* TEXT EXCERPT:
— start —

Assistant Attorney General
Antitrust Division
U.S. Department of Justice

Before the

Subcommittee on Antitrust, Business Rights and Competition
Committee on the Judiciary
United States Senate



Washington, D.C.
September 17, 1997

Good afternoon, Mr. Chairman and Members of the Subcommittee. I appreciate this opportunity to share my thoughts on the outlook for competition in the telecommunications industry, and the Justice Department's crucial role in promoting and protecting competition in this industry in the wake of the Telecommunications Act of 1996.

I want to begin by commending the leadership and Members of this Subcommittee, as well as the leadership and Members of the Judiciary Committee as a whole, for their leadership on this important subject, for their support of this landmark legislation, and for sharing the vision that competition can and should replace regulation as the main engine for economic oversight and growth in this industry.

We know from lengthy experience across a variety of industries that competition serves America's consumers well, leading to lower prices, increased product quality and variety as well as more innovation. Competition also serves American businesses, by encouraging them to be more efficient and enabling them better to compete in increasingly global markets. We know from the growth of competition in the long distance market, which was facilitated by the break-up of AT&T, that these precepts apply to the telecommunications industry, just as they do to others. Moreover, in the telecommunications industry, increased competition also promises the added benefit of limiting the need for costly and inevitably imperfect regulation.

In enacting the 1996 Telecom Act, Congress recognized that changes in technology and a number of marketplace factors made a transition to competition possible in the local exchange segment of this industry. Though that transition is possible, and indeed is underway, we must remember that competition will not blossom overnight. Fundamental transitions like the one called for by the Act are difficult and take time, as they require the development of new, extraordinarily complex legal, technical and economic arrangements so that competition can take root where regulated monopoly had reigned for decades before. Getting these arrangements in place will take not only the incumbents and entrants working together in good faith, but also the persistence and vigilance of regulators at the state and federal levels. In the end, it may even take new technological innovations to overcome the technical problems as well as the resistance of incumbents in bringing competition to a single wire system.

— end —

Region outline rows

— start —

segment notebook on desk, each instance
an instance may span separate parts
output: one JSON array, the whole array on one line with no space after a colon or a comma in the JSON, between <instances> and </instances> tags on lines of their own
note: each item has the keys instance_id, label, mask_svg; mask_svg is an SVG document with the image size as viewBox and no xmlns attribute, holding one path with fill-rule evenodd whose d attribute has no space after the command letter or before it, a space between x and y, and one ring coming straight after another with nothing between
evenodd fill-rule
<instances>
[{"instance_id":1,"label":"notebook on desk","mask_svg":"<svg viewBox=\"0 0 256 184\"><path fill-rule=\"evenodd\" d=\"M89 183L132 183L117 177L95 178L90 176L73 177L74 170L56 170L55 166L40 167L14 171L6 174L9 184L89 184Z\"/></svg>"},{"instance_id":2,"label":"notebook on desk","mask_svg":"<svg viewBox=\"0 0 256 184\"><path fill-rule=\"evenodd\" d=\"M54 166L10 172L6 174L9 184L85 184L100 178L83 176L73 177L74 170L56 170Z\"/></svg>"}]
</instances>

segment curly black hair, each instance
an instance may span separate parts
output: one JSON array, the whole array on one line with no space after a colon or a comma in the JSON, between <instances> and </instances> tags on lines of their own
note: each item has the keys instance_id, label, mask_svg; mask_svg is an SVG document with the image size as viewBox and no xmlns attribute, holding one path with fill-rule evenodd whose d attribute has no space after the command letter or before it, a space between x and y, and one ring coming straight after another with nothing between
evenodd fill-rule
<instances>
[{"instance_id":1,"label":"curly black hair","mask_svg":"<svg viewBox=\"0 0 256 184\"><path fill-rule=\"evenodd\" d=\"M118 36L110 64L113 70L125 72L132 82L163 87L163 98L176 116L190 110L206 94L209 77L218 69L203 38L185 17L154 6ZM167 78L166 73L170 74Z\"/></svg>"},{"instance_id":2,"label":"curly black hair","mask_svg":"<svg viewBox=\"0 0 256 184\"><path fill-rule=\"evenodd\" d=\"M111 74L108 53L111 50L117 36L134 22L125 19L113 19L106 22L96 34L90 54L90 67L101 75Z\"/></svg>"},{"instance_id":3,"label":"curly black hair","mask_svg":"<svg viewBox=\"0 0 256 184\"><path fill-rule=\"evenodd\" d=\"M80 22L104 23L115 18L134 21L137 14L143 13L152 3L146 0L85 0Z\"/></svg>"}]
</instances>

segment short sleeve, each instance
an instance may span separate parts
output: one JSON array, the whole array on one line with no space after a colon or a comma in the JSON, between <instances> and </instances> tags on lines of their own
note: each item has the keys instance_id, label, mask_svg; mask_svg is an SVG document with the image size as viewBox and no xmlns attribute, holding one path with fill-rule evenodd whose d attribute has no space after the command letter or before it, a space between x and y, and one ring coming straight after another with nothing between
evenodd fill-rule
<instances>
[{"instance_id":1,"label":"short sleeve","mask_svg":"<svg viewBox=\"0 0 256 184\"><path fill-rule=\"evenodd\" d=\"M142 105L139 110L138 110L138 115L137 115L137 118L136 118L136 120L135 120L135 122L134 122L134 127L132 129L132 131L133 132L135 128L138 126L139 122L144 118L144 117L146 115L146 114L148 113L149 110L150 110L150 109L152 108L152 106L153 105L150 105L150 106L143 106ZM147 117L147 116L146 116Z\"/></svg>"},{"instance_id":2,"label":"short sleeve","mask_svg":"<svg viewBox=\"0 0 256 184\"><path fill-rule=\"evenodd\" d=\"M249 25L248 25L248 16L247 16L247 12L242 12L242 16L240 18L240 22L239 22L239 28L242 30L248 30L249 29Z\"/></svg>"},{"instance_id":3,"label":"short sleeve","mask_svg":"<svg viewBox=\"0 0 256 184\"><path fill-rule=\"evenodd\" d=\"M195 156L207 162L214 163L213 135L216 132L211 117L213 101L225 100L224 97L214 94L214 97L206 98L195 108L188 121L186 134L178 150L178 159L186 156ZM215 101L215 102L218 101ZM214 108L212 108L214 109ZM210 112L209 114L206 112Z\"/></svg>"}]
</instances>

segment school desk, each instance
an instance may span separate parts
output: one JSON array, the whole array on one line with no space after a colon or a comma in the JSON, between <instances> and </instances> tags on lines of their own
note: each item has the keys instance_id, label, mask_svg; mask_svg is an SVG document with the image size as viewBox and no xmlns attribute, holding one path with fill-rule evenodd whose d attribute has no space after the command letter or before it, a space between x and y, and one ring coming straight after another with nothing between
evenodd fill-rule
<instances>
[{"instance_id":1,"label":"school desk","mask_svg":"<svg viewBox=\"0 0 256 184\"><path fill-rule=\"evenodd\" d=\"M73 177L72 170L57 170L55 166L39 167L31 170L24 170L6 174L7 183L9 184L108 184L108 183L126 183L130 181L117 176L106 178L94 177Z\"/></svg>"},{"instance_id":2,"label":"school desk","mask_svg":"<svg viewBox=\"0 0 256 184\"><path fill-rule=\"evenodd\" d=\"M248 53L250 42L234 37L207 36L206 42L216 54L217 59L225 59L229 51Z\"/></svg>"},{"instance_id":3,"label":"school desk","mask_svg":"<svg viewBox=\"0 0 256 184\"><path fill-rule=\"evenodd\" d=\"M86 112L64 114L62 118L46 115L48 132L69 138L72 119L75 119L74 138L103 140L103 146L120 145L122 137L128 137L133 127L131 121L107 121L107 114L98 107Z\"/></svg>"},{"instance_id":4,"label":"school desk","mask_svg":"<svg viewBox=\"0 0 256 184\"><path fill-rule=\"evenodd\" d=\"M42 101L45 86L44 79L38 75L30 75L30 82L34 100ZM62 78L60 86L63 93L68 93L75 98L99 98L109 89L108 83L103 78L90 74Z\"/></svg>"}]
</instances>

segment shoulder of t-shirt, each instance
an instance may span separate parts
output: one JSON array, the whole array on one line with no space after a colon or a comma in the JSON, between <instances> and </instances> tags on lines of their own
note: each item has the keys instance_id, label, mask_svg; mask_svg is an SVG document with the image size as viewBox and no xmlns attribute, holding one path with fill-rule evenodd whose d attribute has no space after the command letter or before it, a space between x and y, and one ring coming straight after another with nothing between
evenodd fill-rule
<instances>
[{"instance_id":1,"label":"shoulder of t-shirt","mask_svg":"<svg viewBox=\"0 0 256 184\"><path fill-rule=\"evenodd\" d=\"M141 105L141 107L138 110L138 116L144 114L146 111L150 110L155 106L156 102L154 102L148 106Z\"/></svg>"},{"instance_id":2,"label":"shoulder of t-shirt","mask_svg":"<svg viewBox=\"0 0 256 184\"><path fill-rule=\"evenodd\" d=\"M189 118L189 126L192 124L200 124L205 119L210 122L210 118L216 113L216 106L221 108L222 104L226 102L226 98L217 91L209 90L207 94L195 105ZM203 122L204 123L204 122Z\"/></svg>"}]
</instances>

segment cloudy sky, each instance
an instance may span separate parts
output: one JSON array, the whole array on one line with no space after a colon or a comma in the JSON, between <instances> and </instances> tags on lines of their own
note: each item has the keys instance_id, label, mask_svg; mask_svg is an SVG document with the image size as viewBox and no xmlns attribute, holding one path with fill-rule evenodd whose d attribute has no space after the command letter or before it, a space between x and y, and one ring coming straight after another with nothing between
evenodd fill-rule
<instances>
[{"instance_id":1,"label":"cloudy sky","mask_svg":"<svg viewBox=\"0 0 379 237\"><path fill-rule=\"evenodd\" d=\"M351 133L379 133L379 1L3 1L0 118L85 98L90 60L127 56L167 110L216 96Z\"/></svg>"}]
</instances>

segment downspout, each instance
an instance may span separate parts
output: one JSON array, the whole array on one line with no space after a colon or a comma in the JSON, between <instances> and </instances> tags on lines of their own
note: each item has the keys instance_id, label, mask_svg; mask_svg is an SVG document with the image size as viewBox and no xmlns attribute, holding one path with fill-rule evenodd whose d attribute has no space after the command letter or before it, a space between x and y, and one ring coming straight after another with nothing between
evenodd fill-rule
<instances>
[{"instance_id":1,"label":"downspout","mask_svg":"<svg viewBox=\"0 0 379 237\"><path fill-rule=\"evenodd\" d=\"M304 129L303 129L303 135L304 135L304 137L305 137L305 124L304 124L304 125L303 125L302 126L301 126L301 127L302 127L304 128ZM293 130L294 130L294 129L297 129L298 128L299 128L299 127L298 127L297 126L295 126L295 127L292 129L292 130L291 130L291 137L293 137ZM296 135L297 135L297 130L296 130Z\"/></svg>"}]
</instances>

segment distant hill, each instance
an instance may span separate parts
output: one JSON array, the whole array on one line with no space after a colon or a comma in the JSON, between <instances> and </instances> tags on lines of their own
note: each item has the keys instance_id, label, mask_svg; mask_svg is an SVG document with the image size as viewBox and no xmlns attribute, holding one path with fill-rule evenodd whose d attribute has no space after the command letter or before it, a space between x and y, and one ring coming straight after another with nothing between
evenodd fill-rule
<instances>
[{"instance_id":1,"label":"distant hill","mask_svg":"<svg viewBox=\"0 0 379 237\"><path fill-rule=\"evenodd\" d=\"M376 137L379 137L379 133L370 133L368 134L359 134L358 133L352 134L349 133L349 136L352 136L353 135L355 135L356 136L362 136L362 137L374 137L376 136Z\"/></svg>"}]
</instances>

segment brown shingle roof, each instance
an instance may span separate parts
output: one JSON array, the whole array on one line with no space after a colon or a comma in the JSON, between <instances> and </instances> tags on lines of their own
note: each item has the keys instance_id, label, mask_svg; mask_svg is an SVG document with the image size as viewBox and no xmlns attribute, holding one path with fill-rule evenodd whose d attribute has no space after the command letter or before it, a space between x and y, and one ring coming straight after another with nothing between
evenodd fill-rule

— end —

* SET OF TASKS:
a) Duplicate the part of the telecommunications testimony between "Good afternoon, Mr." and "Act of 1996.", inclusive.
b) Finish out the next part of the telecommunications testimony, picking up after its final sentence.

* RESPONSES TO THE EXERCISE:
a)
Good afternoon, Mr. Chairman and Members of the Subcommittee. I appreciate this opportunity to share my thoughts on the outlook for competition in the telecommunications industry, and the Justice Department's crucial role in promoting and protecting competition in this industry in the wake of the Telecommunications Act of 1996.

b)
In reviewing the extent of local competition about one year and a half after the Act's passage, it seems that many industry participants underestimated the full extent of the challenge of bringing competition to the local telephone market. In the excitement surrounding the Act's passage, many in the industry predicted that the Act's goal of opening up local markets would be realized quickly. Some of the long distance companies as well as many of the cable companies initially claimed that they could easily bring competition to the local telephone market. Subsequent events have shown, however, that such predictions misjudged the degree of difficulty in developing and instituting the necessary operating systems and technology, as well as just how much time, money, and work was necessary to enter the local telephone market.

In assessing the Act's effectiveness, I think it's critical that we not expect more progress than is realistic. At the same time, it's important to understand that the Act takes us in the right direction, and that any effort to make significant adjustments risks adding to the regulatory uncertainty and further complicating the already complex process of facilitating competition in a market that has long been treated as a natural monopoly. In short, the Act did a remarkably good job of identifying the necessary market opening steps and any efforts to alter its basic approach would be misplaced.

Simplifying things a bit, I think that consumers will benefit most significantly from two possibilities encouraged by the Act: (1) the development of technological alternatives to wireline service that will provide new ways to deliver telecommunications services; and (2) the offering of new products and services, as well as the bundling of existing services, through a more creative use of the existing facilities.

The development of technologies in the cable and wireless industries that would challenge the single wire monopoly of the local telephone companies began before enactment of the Telecom Act, of course. And many in the industry foresaw the efficiencies and consumer benefits inherent in offering attractive bundles of services that could include local, long distance, Internet access, and paging services, for example. But the enactment of the Telecom Act was a critical step in accelerating these developments and in achieving these goals because it sent the clear signal that the regulatory landscape would welcome and reward competition. Specifically, the Act created new possibilities for local entry through its interconnection, unbundling, and resale requirements as well as a regulatory framework that will ultimately lead to the bundling of different telecommunications services, including local and long distance. In sum, the Act not only allows for and encourages new alternate networks, it also envisions better uses of the existing network by eventually allowing incumbents to employ such facilities more flexibly and requiring them to share such facilities with new entrants who will also be able to use them to develop new types and combinations of services.

In examining the progress thus far, it is essential to understand that the full potential of the Telecom Act will not be realized until alternative technologies -- such as cable and wireless telephony -- can be developed and deployed and other important innovations have a chance to take place. At present, we are seeing a lot of posturing and litigation that is a logical consequence of the fact that, in nearly all markets, the one wire into homes and businesses is the only practical way to deliver voice telephony. Understandably, in this environment, this resource is an essential input to both the incumbent local exchange carriers and their competitors. Accordingly, the price that regulators set for this scarce resource is probably the single most important factor in determining how much and what kind of entry is possible.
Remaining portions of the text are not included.